■ **Exercise**
Which lines of the records below contain the word "white"? Copy each of them out.
#### Listed records
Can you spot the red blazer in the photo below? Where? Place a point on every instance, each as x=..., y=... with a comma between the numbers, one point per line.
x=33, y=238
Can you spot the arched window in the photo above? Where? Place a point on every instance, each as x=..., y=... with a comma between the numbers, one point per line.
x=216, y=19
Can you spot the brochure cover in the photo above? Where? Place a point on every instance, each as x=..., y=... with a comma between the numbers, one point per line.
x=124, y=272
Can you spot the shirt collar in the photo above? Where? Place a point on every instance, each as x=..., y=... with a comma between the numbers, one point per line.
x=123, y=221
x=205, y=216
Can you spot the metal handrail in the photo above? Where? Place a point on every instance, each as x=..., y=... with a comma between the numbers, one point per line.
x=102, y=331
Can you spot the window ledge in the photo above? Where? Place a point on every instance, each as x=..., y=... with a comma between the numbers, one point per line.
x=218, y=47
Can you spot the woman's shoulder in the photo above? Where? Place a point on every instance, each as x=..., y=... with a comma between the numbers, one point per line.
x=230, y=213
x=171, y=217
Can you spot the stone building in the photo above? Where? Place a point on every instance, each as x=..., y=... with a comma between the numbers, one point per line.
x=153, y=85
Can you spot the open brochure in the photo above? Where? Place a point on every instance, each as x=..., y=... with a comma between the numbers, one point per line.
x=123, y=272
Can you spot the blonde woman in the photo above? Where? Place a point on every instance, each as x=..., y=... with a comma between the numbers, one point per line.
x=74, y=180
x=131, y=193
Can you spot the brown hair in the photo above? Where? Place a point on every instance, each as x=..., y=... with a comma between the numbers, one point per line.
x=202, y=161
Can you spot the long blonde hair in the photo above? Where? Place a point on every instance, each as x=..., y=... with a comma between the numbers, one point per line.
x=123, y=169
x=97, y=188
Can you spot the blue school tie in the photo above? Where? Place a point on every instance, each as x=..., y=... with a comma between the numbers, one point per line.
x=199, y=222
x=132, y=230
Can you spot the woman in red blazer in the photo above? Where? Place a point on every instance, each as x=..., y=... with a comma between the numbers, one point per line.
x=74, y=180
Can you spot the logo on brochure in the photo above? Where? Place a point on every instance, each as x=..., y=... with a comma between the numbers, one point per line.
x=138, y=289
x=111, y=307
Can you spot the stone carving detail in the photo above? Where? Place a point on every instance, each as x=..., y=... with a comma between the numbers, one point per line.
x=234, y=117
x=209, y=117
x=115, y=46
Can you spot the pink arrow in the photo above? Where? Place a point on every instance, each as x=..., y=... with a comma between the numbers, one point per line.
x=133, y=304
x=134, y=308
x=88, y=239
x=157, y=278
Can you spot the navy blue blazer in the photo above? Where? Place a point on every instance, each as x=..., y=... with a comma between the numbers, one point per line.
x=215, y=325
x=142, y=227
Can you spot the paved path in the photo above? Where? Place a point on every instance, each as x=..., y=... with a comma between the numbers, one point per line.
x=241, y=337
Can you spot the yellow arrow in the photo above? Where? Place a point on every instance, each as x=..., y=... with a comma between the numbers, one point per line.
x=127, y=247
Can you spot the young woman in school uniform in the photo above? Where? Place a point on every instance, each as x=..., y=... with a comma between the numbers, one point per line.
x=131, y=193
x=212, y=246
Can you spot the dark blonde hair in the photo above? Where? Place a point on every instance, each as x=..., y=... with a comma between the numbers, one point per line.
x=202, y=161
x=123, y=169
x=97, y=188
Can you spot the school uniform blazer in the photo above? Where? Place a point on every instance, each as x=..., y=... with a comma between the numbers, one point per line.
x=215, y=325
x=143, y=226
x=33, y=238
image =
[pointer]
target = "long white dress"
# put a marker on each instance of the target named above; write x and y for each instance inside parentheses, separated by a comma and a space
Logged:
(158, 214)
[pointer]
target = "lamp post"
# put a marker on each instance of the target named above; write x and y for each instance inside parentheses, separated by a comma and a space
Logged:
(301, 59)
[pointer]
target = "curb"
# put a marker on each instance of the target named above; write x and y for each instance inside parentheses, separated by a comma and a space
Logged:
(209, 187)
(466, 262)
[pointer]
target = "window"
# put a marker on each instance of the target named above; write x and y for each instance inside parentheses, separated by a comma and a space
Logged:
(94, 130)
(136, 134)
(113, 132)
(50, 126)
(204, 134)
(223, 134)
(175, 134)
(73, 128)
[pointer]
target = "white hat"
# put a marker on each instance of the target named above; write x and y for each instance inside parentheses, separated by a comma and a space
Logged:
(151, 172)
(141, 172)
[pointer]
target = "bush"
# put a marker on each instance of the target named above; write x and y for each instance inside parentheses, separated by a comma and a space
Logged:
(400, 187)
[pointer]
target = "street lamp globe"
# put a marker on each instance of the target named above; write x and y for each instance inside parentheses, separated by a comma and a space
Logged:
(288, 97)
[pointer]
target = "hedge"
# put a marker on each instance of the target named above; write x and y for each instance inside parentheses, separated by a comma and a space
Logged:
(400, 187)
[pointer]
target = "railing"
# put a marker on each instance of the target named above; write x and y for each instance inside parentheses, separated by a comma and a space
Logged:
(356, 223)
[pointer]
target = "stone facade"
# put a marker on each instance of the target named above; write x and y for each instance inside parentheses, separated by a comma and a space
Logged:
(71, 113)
########
■ **Your solution**
target = "long white dress"
target = "white hat"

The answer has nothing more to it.